How to complete this task →
Scan the entries for lines with the word "kayaker" and copy those lines.

Recorded data
╭──
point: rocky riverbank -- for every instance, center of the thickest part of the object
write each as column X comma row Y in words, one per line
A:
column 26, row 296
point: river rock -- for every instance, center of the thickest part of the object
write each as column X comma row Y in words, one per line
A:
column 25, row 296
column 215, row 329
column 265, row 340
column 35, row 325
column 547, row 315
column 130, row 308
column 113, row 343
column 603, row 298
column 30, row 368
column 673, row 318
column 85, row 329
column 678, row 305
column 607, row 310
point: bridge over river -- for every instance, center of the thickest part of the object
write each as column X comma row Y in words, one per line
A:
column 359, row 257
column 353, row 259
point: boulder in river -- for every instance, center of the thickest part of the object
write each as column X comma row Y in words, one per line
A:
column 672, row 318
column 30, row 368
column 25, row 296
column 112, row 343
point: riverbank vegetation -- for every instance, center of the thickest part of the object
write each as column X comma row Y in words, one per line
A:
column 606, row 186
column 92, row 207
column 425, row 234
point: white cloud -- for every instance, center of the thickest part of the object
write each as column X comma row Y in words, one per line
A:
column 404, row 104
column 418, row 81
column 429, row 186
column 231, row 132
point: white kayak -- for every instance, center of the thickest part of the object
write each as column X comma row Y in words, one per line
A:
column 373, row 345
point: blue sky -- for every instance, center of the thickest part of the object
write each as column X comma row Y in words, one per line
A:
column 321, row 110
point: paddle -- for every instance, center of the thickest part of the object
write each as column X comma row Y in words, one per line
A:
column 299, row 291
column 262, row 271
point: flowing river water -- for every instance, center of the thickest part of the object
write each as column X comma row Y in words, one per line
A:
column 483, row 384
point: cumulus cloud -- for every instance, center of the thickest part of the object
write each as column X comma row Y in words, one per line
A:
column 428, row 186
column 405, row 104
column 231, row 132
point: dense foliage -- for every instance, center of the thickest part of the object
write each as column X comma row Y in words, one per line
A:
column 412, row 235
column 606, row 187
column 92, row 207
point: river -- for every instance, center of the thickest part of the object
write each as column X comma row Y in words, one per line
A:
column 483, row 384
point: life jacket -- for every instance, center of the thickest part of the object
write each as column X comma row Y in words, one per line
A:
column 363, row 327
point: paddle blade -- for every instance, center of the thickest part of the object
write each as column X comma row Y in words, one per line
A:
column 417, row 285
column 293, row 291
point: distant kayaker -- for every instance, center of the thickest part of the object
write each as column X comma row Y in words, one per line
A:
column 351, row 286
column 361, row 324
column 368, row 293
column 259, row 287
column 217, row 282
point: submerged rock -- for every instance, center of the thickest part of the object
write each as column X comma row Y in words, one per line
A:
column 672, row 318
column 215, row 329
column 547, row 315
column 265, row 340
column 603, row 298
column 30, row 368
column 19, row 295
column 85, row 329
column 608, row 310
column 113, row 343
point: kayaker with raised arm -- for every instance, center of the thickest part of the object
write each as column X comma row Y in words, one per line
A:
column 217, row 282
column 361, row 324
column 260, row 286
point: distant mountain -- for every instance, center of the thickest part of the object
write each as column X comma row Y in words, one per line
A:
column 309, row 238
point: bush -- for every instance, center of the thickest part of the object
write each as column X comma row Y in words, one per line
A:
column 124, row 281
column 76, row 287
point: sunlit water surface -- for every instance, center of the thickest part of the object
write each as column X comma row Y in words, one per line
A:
╰──
Task result →
point: distant kayaker -- for every instance, center of the thickest part of the object
point: kayaker with raised arm -- for every instance, center of the thickest part of the object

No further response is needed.